Set down exactly the entries below, beginning at their first line and ending at the line with "Target: blue tail fin".
(MATERIAL FOR THE TASK Opens)
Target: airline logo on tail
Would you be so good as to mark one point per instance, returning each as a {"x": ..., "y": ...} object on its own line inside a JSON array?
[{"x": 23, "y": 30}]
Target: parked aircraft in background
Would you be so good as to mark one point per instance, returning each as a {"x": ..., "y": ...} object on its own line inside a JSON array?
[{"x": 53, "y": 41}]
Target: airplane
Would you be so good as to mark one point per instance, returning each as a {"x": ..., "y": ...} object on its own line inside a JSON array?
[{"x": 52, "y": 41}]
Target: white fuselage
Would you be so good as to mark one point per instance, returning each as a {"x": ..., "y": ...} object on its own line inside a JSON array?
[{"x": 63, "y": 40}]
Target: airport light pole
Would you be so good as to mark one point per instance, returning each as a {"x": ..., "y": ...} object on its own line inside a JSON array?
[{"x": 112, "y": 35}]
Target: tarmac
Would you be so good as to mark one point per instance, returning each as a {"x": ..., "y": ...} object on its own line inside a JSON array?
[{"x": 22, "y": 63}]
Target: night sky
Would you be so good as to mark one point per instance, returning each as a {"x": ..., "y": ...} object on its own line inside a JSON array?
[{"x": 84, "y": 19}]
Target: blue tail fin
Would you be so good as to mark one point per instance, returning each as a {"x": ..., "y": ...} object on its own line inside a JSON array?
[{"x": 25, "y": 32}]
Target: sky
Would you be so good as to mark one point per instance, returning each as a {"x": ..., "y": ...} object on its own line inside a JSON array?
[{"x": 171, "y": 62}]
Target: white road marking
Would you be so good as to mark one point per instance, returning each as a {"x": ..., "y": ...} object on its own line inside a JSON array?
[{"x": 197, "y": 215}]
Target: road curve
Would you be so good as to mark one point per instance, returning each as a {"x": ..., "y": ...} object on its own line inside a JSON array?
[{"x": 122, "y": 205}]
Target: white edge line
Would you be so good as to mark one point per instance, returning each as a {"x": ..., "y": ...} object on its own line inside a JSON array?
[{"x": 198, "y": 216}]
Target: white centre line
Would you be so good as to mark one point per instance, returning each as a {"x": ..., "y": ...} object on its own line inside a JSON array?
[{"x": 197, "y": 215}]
(MATERIAL FOR THE TASK Closes)
EXERCISE OUTPUT:
Target: airline logo on tail
Would you be so good as to mark one point per instance, returning each as a {"x": ..., "y": ...} object on its own line inside a JSON array?
[{"x": 23, "y": 30}]
Target: parked aircraft in background
Would you be so good as to mark one point per instance, returning each as a {"x": ..., "y": ...} object on its own line inside a JSON array?
[{"x": 53, "y": 41}]
Target: airplane
Would you be so good as to mark one point per instance, returning each as a {"x": ..., "y": ...} object on its own line inside a JSON array?
[{"x": 52, "y": 41}]
Target: white fuselage
Would you be so good as to mark one point per instance, returning each as a {"x": ..., "y": ...} object on its own line inside a JSON array?
[{"x": 63, "y": 40}]
Target: airport light pole
Would you be so good as to mark one point per instance, returning each as a {"x": ..., "y": ...} object on its own line inside a JSON array?
[{"x": 112, "y": 35}]
Target: tarmac
Would you be so good as to mark one point per instance, returning each as a {"x": ..., "y": ...} object on its own line inside a JSON array?
[{"x": 22, "y": 63}]
Target: night sky
Would you be so good as to mark one point per instance, returning each as a {"x": ..., "y": ...} object on its own line inside a JSON array?
[{"x": 84, "y": 19}]
Target: blue tail fin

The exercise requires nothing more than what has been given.